Stated goal:
Please write out the entries again, from the first line through the line containing "[61,26,70,41]", requests included, and add -77 to every bounding-box coordinate in the answers.

Data supplied:
** Start **
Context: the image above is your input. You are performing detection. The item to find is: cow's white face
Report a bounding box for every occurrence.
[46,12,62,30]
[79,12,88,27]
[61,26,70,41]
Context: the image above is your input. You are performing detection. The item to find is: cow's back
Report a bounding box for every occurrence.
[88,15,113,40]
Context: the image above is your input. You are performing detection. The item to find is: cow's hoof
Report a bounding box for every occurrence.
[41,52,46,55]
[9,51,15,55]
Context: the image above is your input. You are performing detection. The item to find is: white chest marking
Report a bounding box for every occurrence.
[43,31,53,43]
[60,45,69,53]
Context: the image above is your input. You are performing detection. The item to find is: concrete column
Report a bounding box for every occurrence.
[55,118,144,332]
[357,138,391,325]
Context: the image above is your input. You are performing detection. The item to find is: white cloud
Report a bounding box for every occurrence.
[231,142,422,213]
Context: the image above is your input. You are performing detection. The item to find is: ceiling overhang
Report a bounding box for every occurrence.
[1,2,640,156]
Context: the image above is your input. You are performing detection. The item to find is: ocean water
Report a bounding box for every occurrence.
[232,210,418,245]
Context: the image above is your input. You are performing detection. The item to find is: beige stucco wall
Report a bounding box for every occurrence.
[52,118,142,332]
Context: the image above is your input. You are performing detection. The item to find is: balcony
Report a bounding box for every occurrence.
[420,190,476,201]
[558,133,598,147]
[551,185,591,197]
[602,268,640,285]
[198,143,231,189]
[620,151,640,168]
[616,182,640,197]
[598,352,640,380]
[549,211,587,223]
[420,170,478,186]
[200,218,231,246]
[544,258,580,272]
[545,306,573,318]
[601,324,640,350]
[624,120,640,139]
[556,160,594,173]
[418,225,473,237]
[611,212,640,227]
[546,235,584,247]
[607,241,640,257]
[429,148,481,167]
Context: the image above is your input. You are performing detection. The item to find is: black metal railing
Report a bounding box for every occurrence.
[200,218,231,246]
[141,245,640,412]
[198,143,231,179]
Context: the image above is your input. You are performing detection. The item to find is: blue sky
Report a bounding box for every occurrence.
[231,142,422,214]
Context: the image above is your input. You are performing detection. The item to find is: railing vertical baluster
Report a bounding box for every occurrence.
** End **
Answer to the task:
Context: the image above is your input. You are performing detection. The item to find is: cow's white face
Report a bounding box for every occurrence.
[-31,-65,-15,-47]
[2,-65,11,-50]
[-16,-51,-7,-36]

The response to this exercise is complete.